> [WHAT THIS TASK INVOLVES]
Please show each line of the listing where "hand" is present.
*** Block opens ***
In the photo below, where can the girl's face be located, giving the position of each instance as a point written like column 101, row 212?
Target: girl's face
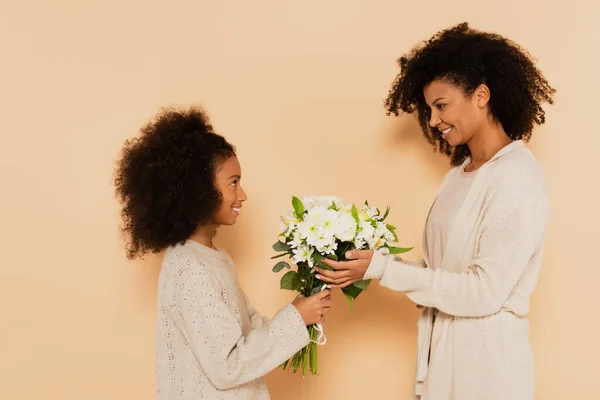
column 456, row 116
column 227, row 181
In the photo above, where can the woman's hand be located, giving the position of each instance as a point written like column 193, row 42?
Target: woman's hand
*** Block closes ***
*** Block opens ***
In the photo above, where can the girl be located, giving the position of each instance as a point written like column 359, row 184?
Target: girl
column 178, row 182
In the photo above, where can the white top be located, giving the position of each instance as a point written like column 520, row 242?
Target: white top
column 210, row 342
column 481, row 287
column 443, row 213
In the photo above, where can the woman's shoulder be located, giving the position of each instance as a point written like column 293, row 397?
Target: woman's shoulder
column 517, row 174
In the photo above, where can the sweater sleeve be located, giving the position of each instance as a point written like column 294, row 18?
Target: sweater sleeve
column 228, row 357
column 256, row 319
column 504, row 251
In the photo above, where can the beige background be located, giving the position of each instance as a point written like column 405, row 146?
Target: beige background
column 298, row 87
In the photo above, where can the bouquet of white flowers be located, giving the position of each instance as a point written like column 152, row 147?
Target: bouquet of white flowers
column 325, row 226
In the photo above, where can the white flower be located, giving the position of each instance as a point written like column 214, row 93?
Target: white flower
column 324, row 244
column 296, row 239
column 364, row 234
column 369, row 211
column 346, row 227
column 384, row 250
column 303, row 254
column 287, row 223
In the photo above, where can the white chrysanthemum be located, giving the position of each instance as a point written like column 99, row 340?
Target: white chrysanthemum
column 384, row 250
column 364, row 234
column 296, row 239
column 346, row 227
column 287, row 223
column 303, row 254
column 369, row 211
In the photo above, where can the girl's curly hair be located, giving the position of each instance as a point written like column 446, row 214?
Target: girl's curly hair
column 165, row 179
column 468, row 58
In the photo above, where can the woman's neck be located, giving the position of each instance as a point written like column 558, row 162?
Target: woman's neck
*** Block closes ***
> [ANSWER BOX]
In the photo above, where can the woman's hand be located, giving the position of each instance as a point written like column 193, row 42?
Target: woman's hand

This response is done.